**EXERCISE PASSAGE**
When the novel coronavirus pandemic forced Anchorage area restaurants to close their doors, Copper River Seafoods scrambled quickly into retail mode, selling frozen portioned inventory at bargain prices to people suddenly facing food insecurity.
“Due to restaurants shutting their doors, the local wholesale market demand dropped almost overnight,” said Jim Kostka, marketing director for Copper River Seafoods.
With the market shifting rapidly, Kostka quickly devised a plan that would move frozen portioned inventory while helping a lot of people who had suddenly lost their jobs.
“Since CRS had inventory that was destined to the local restaurants, we cut prices to respond to the local demand and give back to our community,” he said.
His plan began to take shape when the first three restaurant owners began to lay off staff, who then applied for unemployment. “We wondered what we could do to make a difference in the community,” Kostka said.
“What started with literally three texts to see how we could help various colleagues that lost their jobs due to the COVID-19 pandemic went viral in Anchorage,” he said. “Due to restaurants shutting their doors the local wholesale market demand dropped almost overnight. Since CRS had inventory that was destined to the local restaurants, we cut prices to respond to the local demand and give back to our community.”
CRS put together 15-pound boxes at $5 a pound ($75 a box) of portioned frozen individually wrapped halibut to assist the community.
Word went out on a Friday evening and soon his phone was in meltdown mode through the weekend and through the following Tuesday.
By 10 a.m. Monday they had sold 2,600 pounds of halibut portions.
“I read about it on Facebook,” said Sue Perry, a special education teacher’s aide, who made some quick phone calls of her own to others who wanted to share a box of seafood.
“I think it is absolutely wonderful. It helps them to empty their freezers and prepare them for this year’s fish, and it keeps people employed. It’s a win-win,” she said.
“I will go back for more,” Perry said, “and I will share. We need to take care of our neighbors. You can expect government this and that, but at the end of the day we need to take are of our neighbors. It’s protein and it’s Alaska fish. The restaurants are not buying the fish, so we get to enjoy it, and this will help the fishermen,” she said.
To stay compliant with the social distancing regulations CRS is using scheduled pick up via a drive through pick up stand for afternoon hours at their corporate campus location on 4th Avenue in downtown Anchorage.
Along with each box was a copy of the “How to spot the symptoms” federal document on the COVID-19 virus.
“The response was amazing and the thank yous are still coming in,” Kostka said. “I have several customers that have a hug on hold for me for when we get through this for the positive impact we have with our offering to our community. We will continue to offer a weekly 10 pound variety box of the west seafood in the world, as bell as smoked and bulk orders, as a means to get healthy protein out to feed our Alaska neighbors and loved ones at bulk/wholesale prices and to keep our commercial fishing industry viable,” he said.
The weekly offerings will be posted online at www.alaskawildseafoodmarket.com, the company’s new ecommerce site, established specifically for bulk and wholesale prices.
Meanwhile, said Kostka, his new mantra is “Let us help you make your home, your new favorite restaurant featuring wild Alaskan seafood!”

**Natural-language object grounding data**

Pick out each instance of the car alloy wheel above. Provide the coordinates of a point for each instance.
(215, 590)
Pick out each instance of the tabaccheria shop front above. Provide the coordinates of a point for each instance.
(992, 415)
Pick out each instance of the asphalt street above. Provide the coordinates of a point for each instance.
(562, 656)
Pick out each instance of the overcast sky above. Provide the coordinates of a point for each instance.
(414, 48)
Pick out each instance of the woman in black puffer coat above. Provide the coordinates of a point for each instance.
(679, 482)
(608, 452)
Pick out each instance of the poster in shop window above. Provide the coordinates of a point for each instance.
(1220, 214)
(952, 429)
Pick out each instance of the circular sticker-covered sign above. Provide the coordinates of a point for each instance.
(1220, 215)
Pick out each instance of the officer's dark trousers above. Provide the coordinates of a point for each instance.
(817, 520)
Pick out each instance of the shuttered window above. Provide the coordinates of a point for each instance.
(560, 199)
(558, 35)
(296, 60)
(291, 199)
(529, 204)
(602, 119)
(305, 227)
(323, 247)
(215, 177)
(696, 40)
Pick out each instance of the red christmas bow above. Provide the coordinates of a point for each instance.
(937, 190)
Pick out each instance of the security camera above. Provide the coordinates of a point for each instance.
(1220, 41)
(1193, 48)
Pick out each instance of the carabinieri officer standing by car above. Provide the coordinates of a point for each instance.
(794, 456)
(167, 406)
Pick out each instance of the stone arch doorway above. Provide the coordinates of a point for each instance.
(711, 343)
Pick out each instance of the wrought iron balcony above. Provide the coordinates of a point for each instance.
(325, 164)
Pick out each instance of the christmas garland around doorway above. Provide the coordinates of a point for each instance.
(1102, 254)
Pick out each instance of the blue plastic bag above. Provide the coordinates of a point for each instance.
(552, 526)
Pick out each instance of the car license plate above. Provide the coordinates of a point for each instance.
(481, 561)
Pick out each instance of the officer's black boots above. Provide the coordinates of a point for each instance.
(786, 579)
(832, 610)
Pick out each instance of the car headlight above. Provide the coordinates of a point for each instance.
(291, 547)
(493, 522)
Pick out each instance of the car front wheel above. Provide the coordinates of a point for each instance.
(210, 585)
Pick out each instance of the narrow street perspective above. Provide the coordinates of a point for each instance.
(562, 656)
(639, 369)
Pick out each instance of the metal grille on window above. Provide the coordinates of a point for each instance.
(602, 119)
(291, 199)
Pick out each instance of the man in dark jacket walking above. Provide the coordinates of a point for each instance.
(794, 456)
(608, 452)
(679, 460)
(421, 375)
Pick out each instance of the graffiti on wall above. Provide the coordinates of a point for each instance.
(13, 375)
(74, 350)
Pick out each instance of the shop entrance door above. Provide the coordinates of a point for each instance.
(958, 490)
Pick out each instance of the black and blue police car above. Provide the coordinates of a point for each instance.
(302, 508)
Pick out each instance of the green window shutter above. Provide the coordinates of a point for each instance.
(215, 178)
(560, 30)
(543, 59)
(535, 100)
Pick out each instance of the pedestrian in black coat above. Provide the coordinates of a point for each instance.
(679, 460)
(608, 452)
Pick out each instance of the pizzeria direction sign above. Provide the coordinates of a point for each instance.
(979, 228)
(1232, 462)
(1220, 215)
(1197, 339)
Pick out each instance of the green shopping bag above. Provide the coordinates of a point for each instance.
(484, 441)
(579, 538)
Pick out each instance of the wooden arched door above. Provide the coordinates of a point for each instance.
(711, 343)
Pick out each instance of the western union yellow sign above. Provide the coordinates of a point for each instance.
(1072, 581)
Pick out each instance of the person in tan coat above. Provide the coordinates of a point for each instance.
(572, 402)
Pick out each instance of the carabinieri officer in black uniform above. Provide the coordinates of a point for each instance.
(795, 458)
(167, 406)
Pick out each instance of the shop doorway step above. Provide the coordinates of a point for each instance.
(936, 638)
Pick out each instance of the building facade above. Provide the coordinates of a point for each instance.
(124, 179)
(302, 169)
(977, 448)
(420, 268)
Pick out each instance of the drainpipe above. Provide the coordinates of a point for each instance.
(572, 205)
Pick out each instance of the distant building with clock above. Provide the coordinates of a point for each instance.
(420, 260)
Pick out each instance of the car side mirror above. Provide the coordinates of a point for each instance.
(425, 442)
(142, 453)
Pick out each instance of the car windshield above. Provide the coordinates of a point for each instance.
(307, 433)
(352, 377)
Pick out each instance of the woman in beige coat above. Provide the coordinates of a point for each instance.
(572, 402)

**WHAT THIS EXERCISE ASKS**
1/ Rewrite the paragraph of the Copper River Seafoods article that begins "To stay compliant with the social distancing regulations" as one shorter sentence that keeps its main facts.
2/ Answer these questions using the Copper River Seafoods article:
(a) How many pounds of halibut portions had been sold by 10 a.m. Monday?
(b) Which federal document was included with each box?
(c) What is the web address of the company's new ecommerce site?

**ANSWERS PER TASK**
1/ To follow social distancing rules, CRS offers scheduled afternoon pickup at a drive-through stand on its corporate campus on 4th Avenue in downtown Anchorage.

2/
(a) 2,600 pounds.
(b) A copy of the "How to spot the symptoms" federal document on the COVID-19 virus.
(c) www.alaskawildseafoodmarket.com